◆ What you need to do: Please transcribe the passage of the 1 Samuel introduction below, starting with "The eight earliest" and going on through "make things happen?".

◆ Selected passage:
1 Samuel intro

The eight earliest books of the Bible seem to be setting out the fundamentals of faith. One way of looking at the following nine books – Samuel, Kings, Chronicles etc – is as a very practical leadership training manual.

In fact the Latin old testament actually calls 1 and 2 Samuel and 1 and 2 Kings the `four books of Kings’; kings, which of course means, leaders.

So that’s where we’ll feed next. `But I’m not a leader`?; well, if we say that, we need to recall immediately that in God’s kingdom a `leader’ is simply someone who serves some others by helping them move a step forward with God; and in this sense God will call each of us to lead sometime, particularly as we grow in Him. But how can I do this well? How can I be the kind of person God can really use to serve others and make things happen?

These books have lots of potential to help us. God uses them to help us learn from many leaders, good and bad. Eli, Samuel, Saul, Jonathan, David, Solomon, Rehoboam, Jeroboam, Elijah, Elisha, and many more: a whole series of worked examples for anyone serious about wanting to be used by God, anyone who wants to know what things mark out the people God uses – and those He can’t. In each case we should ask as we read them (and then pray!): What did this leader do right? What did they do wrong?

Predictably, the starting point of this set of books is God’s grace triumphant even in our weakness. Why is the story of Hannah – whose very name means grace – the one chosen for 1 Samuel’s opening? Why does the book begin with this story of the miraculous power of grace breaking into a despised woman’s despair of infertility – and this, indeed, for a woman belonging to an area (1:1-2) linked to the appalling horrors of Israel’s earlier history in Judges 19? A key theme common to this and the following stories – and what a huge encouragement for us – is that God’s grace isn’t limited by the weaknesses of human leaders; His creative goodness always has ways of starting afresh.

◆ Dataset content:

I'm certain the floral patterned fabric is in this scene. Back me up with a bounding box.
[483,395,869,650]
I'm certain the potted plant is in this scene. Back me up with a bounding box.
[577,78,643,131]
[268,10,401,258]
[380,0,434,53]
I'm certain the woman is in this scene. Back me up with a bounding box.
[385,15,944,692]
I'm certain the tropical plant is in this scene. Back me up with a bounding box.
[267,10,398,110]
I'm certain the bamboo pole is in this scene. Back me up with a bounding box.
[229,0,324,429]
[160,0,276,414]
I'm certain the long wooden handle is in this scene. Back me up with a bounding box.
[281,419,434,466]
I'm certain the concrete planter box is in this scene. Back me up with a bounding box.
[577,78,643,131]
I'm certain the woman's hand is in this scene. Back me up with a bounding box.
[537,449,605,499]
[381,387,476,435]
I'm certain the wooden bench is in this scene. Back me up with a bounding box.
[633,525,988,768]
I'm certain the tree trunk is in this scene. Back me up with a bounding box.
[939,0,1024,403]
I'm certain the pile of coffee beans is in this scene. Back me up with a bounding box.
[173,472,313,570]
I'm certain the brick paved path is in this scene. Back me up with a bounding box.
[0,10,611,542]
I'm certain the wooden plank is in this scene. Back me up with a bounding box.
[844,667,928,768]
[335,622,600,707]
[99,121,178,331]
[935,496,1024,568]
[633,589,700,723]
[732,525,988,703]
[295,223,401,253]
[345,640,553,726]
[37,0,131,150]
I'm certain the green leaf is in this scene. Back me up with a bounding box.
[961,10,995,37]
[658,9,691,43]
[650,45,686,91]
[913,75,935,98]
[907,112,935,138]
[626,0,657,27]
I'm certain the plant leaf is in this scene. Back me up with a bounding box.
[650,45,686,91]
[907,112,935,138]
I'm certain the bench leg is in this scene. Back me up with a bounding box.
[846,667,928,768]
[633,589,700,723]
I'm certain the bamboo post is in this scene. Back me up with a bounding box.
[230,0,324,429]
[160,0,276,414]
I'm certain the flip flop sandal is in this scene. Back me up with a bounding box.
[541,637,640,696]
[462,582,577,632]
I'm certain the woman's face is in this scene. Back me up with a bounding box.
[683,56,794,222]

◆ In response:
The eight earliest books of the Bible seem to be setting out the fundamentals of faith. One way of looking at the following nine books – Samuel, Kings, Chronicles etc – is as a very practical leadership training manual.

In fact the Latin old testament actually calls 1 and 2 Samuel and 1 and 2 Kings the `four books of Kings’; kings, which of course means, leaders.

So that’s where we’ll feed next. `But I’m not a leader`?; well, if we say that, we need to recall immediately that in God’s kingdom a `leader’ is simply someone who serves some others by helping them move a step forward with God; and in this sense God will call each of us to lead sometime, particularly as we grow in Him. But how can I do this well? How can I be the kind of person God can really use to serve others and make things happen?